--- Required actions ---
(a) Transcribe the passage on study support for disabled students, everything from "If you are blind" down to "on the intranet.".
(b) In the passage on study support for disabled students, which formats are listed for supplying reading material to someone with a visual disability?

--- Excerpted text ---
## begin
If you are deaf or hearing disabled, can you have a sign language interpreter? Or can you get someone to record the lecturer and then get a copy typist to type it? (This may also help those who get tired easily or find sitting for long periods painful.) Can the lecturer make his or her lecture notes available? Can you arrange to sit in the front row and lip-read? (If so, make sure that the lecturer is aware of your problem and does not talk with back to class when he/she turns to the whiteboard!)
If you are blind or visually disabled, the lecturer should explain visual aids.
Most universities produce a wide range of reading material around courses: book lists, handouts, etc. If you have a visual disability these should be supplied in a different format: Braille, large print, tape, or in electronic form on a disc or on the intranet.
Is it possible to get handouts and booklists in advance, to give you more time to prepare?
On postgraduate courses such as MBAs, much work will be done in seminars so the "teacher" will not just be one individual but several – i.e. the other students! Relying on a tape recording after the event means that you miss the chance to participate. Sign language interpreters are an obvious bonus here, but if you have to rely on lip-reading, make sure that everybody understands this and that they face you when they talk. For both signing and lip-reading, turn taking, and avoidance of people talking on top of one another, is vital.
Can you get special help with areas of need, for example, research technique, reading, writing, time management, revision for exams?
## end
--- Raw records ---
## begin
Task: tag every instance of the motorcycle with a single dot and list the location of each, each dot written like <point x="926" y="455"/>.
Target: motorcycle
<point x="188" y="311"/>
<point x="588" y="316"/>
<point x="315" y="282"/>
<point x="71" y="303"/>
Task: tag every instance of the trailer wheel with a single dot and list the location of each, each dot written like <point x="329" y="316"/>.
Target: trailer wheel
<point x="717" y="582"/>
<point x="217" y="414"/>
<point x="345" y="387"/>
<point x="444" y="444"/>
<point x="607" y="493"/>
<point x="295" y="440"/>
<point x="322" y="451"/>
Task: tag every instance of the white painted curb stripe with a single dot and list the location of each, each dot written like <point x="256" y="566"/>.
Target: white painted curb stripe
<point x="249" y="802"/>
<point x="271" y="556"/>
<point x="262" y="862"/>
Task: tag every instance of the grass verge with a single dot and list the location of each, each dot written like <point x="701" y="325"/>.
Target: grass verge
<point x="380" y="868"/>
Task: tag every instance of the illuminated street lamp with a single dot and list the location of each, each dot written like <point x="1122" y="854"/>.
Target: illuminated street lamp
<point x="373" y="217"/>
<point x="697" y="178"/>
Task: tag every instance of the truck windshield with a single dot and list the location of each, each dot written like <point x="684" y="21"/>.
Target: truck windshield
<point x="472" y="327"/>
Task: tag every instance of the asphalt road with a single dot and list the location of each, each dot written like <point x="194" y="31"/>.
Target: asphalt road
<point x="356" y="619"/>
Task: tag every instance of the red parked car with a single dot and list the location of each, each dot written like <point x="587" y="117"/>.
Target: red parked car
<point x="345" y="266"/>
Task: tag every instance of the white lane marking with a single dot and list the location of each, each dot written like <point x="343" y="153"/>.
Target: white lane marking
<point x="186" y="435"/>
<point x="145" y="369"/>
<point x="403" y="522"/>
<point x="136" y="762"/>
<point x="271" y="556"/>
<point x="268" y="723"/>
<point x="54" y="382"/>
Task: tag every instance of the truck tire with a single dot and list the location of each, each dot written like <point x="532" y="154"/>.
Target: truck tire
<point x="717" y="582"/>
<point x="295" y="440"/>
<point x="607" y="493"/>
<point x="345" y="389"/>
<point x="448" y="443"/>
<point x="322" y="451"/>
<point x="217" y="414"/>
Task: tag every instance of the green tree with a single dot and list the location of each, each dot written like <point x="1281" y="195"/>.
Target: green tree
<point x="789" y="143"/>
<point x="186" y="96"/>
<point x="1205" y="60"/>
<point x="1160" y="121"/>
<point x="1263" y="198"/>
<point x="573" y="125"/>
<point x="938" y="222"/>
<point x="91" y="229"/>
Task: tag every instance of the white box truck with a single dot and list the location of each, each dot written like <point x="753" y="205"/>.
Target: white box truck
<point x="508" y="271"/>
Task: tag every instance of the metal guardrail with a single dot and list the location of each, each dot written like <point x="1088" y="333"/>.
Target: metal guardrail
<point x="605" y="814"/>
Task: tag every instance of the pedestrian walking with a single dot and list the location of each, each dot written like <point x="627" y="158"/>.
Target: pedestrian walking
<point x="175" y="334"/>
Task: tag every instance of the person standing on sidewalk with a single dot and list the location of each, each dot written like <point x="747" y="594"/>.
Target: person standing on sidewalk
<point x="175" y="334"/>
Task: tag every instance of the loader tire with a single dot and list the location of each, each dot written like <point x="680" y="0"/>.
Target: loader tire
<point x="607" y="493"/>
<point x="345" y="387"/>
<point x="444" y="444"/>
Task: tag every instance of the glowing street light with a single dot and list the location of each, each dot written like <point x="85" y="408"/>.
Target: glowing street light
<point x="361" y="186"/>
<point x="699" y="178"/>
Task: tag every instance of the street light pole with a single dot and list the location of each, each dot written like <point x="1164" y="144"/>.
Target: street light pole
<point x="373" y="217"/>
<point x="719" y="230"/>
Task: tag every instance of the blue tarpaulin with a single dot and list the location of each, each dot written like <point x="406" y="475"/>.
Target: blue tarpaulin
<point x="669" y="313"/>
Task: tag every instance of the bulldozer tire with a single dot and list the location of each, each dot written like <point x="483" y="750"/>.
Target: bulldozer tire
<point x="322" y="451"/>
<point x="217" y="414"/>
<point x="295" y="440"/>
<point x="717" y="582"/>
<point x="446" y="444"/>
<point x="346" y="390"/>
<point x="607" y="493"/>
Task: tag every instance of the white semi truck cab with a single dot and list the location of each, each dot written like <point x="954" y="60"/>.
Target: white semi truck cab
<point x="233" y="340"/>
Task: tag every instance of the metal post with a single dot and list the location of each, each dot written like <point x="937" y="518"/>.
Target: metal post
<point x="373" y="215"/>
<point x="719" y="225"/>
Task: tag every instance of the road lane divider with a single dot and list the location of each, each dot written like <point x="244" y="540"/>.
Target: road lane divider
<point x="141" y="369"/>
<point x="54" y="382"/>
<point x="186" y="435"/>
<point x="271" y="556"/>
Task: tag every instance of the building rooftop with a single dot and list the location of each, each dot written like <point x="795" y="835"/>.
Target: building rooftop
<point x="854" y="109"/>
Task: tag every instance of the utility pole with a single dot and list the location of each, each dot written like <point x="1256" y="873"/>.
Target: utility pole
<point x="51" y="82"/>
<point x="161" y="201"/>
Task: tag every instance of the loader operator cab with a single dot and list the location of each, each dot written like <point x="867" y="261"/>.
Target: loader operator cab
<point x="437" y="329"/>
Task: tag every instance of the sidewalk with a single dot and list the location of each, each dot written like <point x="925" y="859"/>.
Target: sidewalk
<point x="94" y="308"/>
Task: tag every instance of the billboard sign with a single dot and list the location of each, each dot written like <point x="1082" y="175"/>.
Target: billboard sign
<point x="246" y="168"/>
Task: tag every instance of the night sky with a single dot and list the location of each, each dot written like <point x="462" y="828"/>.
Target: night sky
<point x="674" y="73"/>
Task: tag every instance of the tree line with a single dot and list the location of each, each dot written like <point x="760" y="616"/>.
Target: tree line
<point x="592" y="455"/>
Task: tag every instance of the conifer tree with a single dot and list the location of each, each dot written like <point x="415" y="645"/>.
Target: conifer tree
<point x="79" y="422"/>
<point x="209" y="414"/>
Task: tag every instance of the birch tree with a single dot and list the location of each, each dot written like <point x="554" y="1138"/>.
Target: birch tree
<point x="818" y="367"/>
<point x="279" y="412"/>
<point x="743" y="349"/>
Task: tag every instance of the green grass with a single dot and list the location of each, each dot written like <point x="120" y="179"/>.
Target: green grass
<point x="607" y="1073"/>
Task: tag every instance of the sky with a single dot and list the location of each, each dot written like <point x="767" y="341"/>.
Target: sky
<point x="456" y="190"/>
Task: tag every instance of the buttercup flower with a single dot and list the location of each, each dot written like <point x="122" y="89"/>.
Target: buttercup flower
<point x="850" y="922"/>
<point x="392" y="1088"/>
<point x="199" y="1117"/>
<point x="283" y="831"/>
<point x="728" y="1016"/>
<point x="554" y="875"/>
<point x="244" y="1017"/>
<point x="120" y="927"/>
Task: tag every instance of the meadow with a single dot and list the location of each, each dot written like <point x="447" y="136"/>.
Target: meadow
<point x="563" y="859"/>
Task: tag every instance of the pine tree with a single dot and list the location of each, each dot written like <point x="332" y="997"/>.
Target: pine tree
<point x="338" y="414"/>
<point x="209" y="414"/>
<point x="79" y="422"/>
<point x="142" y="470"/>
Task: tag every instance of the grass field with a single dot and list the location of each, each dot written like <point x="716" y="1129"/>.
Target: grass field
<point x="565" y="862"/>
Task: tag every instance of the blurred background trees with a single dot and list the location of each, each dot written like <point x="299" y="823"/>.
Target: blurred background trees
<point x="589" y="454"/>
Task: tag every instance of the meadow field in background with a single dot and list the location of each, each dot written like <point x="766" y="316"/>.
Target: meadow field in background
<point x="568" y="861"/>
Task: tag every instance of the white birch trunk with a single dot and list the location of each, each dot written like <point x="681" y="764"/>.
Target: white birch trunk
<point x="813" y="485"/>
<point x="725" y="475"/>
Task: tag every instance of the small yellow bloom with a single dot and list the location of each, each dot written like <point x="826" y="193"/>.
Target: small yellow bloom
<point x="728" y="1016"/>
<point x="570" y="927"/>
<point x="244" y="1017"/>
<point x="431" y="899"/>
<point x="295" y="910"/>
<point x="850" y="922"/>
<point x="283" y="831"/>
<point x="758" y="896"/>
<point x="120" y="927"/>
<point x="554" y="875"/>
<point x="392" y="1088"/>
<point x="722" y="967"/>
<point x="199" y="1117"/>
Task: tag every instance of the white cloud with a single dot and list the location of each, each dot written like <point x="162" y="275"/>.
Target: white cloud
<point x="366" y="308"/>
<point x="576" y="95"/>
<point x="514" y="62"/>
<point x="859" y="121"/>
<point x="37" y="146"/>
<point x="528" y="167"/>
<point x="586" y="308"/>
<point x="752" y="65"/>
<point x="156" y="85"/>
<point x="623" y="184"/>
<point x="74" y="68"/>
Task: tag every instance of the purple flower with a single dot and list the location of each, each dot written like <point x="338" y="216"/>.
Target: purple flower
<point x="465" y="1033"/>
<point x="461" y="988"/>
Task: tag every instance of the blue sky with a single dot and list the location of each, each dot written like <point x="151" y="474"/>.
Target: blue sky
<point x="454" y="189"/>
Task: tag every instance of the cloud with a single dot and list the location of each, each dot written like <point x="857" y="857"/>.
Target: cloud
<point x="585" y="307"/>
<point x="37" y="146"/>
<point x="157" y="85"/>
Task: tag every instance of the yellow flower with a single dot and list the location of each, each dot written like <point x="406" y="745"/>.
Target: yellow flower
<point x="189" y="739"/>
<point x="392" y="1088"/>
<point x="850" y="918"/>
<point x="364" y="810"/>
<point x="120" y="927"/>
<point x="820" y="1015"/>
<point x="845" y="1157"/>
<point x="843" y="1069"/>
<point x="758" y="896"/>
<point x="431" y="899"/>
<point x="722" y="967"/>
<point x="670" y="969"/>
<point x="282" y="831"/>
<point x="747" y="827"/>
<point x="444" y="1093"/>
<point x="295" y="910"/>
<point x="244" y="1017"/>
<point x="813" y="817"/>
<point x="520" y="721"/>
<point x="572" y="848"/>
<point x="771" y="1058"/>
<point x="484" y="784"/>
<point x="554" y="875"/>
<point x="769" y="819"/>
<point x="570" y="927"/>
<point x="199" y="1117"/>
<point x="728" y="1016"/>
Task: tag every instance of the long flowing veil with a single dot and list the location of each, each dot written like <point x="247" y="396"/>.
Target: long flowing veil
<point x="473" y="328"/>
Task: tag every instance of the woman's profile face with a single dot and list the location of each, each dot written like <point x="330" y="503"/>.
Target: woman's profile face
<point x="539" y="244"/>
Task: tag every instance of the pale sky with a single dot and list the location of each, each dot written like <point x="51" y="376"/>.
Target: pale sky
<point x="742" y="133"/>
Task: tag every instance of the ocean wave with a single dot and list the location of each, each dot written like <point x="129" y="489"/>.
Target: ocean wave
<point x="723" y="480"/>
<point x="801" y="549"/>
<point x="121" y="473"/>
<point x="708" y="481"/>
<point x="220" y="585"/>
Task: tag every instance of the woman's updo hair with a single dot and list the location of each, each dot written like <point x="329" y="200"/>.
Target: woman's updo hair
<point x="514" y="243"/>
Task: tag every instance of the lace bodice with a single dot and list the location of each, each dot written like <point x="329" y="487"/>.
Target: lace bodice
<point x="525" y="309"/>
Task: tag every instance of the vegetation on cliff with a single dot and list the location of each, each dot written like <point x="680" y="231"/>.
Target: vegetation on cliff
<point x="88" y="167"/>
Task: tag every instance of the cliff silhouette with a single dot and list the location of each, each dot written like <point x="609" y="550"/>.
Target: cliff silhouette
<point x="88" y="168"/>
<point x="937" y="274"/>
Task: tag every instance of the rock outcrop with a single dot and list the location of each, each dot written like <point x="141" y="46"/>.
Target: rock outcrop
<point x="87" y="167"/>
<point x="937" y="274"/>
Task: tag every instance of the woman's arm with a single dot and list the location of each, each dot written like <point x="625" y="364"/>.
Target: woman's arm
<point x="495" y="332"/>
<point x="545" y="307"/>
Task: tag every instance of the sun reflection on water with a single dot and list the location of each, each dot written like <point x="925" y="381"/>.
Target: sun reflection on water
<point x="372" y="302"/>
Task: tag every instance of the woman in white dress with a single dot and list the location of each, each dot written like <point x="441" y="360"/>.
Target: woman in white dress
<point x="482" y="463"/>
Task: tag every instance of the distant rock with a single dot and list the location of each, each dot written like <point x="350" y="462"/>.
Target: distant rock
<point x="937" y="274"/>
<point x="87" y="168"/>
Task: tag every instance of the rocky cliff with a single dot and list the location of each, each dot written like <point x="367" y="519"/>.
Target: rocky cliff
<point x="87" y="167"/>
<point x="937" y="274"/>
## end
--- Answers per task ---
(a)
If you are blind or visually disabled, the lecturer should explain visual aids.
Most universities produce a wide range of reading material around courses: book lists, handouts, etc. If you have a visual disability these should be supplied in a different format: Braille, large print, tape, or in electronic form on a disc or on the intranet.

(b) Braille, large print, tape, or electronic form on a disc or on the intranet.